- Opening Delimiter -

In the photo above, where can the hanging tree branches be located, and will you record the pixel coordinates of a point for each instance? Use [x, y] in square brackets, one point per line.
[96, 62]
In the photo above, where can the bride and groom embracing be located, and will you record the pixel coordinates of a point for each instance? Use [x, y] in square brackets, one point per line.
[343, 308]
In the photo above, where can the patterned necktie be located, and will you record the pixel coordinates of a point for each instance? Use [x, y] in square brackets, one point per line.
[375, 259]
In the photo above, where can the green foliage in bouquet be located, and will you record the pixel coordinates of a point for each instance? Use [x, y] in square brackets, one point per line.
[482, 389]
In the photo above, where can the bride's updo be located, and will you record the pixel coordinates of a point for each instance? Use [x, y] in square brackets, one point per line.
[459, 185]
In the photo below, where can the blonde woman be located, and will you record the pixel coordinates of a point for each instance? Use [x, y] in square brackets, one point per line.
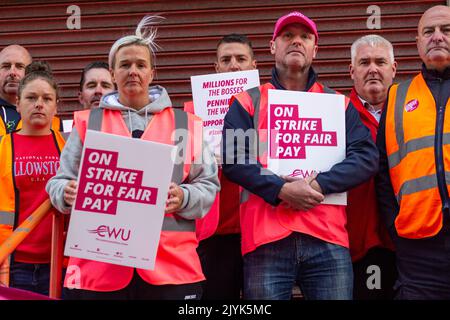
[139, 110]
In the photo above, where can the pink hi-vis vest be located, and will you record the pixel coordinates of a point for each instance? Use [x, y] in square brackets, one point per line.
[263, 223]
[177, 261]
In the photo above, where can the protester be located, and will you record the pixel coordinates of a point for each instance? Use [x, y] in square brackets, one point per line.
[13, 60]
[412, 185]
[372, 70]
[140, 111]
[219, 231]
[95, 82]
[281, 245]
[29, 157]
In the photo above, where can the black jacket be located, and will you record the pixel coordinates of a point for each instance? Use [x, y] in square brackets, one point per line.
[439, 85]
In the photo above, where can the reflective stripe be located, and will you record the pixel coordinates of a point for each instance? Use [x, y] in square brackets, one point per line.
[181, 122]
[414, 145]
[419, 184]
[171, 223]
[95, 119]
[400, 98]
[328, 90]
[7, 218]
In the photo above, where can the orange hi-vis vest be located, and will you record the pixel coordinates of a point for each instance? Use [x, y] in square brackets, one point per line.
[410, 138]
[263, 223]
[56, 125]
[177, 261]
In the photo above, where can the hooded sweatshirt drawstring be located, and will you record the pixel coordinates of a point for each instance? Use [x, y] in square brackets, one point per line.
[138, 119]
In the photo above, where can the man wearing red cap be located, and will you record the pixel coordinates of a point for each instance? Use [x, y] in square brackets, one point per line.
[288, 236]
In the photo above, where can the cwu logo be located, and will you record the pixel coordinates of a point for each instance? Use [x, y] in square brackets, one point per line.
[111, 233]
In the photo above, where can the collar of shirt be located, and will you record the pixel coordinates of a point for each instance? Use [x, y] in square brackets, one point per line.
[375, 113]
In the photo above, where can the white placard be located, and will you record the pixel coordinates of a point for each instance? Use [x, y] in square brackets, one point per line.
[306, 134]
[122, 189]
[212, 93]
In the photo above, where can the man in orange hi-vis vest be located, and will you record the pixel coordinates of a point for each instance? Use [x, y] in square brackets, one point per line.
[412, 184]
[288, 236]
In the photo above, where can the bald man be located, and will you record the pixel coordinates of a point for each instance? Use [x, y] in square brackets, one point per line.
[13, 60]
[412, 185]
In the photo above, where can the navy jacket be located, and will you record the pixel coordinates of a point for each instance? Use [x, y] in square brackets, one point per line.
[360, 164]
[439, 85]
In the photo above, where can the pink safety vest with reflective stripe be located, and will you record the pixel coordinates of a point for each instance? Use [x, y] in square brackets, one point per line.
[263, 223]
[177, 261]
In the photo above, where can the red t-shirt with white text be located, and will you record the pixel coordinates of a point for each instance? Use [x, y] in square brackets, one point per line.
[36, 160]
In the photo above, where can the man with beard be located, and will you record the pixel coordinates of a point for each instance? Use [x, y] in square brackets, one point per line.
[372, 70]
[412, 184]
[13, 60]
[95, 82]
[288, 236]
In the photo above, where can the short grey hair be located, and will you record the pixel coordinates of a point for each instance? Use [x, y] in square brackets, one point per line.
[372, 40]
[145, 35]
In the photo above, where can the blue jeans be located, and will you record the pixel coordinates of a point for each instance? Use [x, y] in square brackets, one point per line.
[322, 270]
[31, 277]
[424, 266]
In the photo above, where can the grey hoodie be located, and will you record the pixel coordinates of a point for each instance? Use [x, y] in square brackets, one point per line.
[202, 183]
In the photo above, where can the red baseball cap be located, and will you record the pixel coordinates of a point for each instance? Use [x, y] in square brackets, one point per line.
[295, 17]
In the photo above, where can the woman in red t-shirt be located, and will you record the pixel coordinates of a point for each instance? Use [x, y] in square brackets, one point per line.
[33, 158]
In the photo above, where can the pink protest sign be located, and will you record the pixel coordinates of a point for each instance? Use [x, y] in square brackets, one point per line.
[291, 134]
[306, 134]
[119, 210]
[102, 184]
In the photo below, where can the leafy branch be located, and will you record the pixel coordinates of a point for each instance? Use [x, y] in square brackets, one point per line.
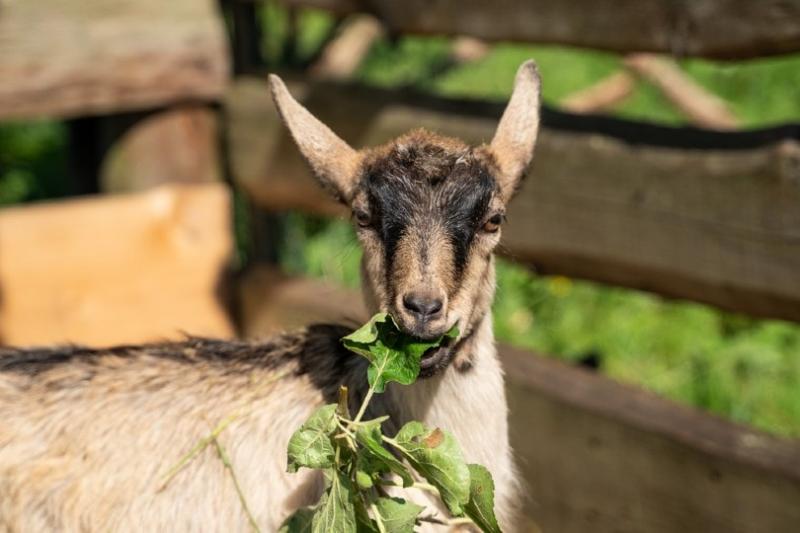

- Closing Delimiter -

Work item. Leaving the pictures out, set down exactly the lines from the one with "In the photo above, where can the short" through the end of the records.

Your response.
In the photo above, where can the short grey hair be located, and will you record the pixel coordinates of a point for each instance? Use [x, y] in square brackets, one point per line.
[372, 40]
[145, 35]
In the photo above, where can the blue jeans be located, and will you record the pixel coordinates of a point for each instance? Use [x, y] in square brackets, one point per line.
[322, 270]
[31, 277]
[424, 266]
In the photo above, where can the grey hoodie be located, and will you record the pixel coordinates of a point for each instance? Use [x, y] in square brackets, one point per line.
[202, 183]
In the photo above, where can the red baseball cap be located, and will you record the pixel coordinates of a point for each instance? Use [x, y] in square brackets, one point per line.
[295, 17]
In the photo above, where can the woman in red t-shirt be located, and will you record the pixel coordinates of a point for each instance? Use [x, y] in square brackets, one point per line.
[33, 158]
In the photo above, where can the pink protest sign be located, and will you record the pixel coordinates of a point for each instance? Use [x, y] in square brackets, one point per line.
[291, 134]
[306, 134]
[119, 210]
[102, 184]
In the photo below, where can the leafy branch be located, and will you record the pixel coordinates of a point for each instance? Use [x, y] in square brackets, one point per line.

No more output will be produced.